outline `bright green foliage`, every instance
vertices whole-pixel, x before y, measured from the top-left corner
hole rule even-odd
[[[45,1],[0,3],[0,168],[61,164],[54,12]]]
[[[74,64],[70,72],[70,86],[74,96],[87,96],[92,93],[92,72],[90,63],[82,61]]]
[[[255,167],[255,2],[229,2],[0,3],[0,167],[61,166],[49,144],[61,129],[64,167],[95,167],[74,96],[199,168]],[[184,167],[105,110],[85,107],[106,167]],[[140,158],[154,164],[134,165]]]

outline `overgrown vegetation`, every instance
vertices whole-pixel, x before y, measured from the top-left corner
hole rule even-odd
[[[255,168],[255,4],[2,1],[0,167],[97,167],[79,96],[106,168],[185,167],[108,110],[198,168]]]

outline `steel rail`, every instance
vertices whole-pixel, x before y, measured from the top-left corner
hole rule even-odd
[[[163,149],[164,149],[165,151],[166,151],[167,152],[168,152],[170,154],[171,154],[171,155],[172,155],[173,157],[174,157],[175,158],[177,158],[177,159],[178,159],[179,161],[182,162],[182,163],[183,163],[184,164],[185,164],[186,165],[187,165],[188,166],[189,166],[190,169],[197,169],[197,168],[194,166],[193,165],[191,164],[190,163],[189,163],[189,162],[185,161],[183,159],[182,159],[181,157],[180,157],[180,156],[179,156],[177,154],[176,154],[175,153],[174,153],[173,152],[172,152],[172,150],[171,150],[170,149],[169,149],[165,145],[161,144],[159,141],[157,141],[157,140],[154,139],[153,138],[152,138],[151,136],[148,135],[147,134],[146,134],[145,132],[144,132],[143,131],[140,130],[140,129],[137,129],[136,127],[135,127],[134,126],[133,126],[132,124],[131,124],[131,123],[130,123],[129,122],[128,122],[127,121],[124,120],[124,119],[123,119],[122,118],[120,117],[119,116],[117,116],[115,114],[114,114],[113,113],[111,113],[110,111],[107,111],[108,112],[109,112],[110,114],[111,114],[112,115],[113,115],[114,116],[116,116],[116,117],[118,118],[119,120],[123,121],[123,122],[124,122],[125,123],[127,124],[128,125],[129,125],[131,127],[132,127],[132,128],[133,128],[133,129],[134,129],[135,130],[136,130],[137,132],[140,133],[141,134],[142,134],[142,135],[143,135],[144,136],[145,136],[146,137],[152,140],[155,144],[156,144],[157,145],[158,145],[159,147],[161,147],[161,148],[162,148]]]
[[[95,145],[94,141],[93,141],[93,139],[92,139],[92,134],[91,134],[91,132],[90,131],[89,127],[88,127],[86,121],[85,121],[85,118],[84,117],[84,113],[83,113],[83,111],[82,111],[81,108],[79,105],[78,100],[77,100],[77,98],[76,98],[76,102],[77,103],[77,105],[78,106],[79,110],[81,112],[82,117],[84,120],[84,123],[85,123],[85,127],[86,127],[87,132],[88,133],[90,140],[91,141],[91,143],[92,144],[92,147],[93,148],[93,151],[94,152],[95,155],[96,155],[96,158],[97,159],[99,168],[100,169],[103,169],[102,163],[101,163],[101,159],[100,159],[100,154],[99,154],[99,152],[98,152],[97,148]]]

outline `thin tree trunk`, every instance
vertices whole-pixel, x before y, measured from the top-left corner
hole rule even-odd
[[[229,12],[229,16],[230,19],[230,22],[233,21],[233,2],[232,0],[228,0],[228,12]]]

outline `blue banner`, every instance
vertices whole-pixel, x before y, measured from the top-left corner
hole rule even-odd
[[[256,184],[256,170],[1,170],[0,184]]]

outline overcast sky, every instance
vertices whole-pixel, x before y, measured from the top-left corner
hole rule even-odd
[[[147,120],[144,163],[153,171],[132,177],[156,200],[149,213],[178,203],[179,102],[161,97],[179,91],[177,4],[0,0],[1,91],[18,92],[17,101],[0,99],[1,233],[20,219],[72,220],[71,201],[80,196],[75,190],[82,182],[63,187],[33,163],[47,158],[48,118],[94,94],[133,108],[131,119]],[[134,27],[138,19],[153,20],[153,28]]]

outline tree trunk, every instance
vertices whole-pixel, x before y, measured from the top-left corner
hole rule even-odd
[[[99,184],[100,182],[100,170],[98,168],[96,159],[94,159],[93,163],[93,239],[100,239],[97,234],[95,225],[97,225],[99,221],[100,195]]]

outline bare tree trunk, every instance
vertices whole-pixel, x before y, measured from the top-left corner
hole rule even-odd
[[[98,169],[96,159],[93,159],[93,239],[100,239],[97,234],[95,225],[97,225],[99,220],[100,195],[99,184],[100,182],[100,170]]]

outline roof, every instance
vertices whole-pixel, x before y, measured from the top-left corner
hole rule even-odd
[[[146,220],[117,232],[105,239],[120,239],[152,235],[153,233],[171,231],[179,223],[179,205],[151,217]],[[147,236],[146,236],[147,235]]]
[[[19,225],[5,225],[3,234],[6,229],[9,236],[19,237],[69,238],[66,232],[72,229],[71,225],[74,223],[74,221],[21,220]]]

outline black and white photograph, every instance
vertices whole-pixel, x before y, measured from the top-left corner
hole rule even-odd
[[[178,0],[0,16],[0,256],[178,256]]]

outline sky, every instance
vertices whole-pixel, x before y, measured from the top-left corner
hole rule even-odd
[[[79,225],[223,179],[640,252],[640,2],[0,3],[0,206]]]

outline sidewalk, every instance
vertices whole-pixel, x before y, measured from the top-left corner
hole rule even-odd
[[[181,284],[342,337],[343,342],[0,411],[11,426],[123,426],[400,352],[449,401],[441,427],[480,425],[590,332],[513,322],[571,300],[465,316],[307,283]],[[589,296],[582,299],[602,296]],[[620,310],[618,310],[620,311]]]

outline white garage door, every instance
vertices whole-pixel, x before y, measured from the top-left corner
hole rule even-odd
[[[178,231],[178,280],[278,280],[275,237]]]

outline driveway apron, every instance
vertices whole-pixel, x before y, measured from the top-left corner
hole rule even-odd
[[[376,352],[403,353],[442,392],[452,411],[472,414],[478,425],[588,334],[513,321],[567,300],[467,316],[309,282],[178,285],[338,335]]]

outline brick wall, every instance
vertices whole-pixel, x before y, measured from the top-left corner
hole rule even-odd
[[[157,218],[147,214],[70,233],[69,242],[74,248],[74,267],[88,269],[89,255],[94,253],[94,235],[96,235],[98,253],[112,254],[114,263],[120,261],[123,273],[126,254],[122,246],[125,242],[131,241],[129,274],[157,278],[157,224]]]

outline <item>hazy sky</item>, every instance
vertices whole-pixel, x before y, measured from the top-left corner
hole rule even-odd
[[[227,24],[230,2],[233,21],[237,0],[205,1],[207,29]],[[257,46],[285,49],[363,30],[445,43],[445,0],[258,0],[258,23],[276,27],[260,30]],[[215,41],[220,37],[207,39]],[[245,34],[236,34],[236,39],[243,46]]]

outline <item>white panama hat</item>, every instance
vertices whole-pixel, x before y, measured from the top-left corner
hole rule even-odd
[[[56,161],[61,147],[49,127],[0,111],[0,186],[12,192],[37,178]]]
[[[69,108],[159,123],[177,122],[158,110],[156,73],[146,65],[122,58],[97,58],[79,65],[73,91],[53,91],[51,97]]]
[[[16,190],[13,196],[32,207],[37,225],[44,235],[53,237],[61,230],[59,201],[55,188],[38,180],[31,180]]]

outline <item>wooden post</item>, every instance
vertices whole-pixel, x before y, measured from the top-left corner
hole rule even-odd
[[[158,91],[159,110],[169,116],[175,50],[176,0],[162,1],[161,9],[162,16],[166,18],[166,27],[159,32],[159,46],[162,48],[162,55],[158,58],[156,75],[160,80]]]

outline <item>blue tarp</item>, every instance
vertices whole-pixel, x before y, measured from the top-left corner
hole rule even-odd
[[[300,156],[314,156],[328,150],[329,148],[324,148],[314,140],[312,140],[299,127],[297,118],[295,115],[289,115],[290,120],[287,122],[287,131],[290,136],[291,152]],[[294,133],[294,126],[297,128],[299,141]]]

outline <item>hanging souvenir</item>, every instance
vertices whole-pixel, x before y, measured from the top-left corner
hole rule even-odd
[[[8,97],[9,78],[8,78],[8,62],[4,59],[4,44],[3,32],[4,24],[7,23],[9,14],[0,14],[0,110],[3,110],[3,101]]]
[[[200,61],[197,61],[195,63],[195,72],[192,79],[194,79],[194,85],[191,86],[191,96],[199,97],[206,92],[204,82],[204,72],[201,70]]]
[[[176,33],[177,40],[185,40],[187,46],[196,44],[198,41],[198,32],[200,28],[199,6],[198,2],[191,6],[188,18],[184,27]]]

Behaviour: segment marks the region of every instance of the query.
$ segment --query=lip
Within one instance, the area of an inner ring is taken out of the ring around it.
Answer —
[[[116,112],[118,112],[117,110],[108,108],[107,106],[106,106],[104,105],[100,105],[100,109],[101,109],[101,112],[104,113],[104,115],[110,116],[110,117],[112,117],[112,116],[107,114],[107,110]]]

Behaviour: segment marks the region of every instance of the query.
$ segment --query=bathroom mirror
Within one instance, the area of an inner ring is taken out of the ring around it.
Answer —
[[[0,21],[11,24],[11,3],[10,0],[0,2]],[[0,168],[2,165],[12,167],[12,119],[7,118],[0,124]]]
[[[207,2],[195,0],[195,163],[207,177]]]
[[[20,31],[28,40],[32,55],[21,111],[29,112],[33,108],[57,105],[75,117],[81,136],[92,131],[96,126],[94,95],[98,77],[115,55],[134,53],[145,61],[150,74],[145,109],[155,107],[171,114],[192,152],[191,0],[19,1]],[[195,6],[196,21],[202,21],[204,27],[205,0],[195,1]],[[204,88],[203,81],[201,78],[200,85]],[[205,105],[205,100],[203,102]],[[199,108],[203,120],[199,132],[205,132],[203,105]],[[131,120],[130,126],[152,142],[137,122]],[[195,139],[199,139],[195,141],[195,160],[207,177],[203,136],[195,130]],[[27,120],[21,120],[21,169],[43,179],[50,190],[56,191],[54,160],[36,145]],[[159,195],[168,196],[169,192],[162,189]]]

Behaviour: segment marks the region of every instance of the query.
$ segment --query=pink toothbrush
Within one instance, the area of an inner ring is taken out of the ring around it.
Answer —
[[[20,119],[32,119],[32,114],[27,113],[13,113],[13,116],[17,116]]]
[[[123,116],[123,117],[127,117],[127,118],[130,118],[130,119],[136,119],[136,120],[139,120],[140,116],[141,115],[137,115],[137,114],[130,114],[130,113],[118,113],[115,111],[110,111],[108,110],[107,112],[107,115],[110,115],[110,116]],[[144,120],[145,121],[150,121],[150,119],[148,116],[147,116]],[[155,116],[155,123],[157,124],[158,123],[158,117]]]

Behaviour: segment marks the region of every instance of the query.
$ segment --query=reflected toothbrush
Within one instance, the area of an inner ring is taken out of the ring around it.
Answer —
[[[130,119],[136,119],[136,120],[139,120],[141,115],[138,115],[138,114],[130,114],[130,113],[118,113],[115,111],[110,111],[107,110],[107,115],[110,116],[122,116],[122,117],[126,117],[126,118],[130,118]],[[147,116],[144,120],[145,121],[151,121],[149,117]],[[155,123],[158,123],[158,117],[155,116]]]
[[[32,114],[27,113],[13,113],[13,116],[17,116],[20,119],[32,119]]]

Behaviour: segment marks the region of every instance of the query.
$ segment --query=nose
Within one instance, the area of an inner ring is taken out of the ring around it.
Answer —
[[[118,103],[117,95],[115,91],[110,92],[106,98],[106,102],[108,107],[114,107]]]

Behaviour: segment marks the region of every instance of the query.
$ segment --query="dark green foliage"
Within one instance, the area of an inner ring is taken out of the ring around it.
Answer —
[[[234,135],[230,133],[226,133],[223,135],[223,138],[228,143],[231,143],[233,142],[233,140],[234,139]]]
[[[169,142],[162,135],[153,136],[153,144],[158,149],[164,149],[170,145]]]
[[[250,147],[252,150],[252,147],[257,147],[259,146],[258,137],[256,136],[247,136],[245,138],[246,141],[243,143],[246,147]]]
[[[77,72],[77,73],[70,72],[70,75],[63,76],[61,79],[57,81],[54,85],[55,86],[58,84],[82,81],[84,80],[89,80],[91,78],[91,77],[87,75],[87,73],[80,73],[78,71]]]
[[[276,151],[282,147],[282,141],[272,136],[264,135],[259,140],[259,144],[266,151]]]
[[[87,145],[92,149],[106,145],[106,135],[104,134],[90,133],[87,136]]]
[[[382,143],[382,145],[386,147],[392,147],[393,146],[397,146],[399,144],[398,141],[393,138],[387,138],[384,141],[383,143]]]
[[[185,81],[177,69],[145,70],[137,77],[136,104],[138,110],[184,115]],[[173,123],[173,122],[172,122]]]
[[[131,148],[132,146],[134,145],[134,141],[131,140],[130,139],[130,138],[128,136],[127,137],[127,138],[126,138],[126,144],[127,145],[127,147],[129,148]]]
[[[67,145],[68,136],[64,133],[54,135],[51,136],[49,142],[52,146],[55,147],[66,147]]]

▶ [Instructions to follow]: List every line above that contains the word "foliage". Case counts.

▶ [Exercise solution]:
outline `bright green foliage`, every instance
$ segment --query="dark green foliage"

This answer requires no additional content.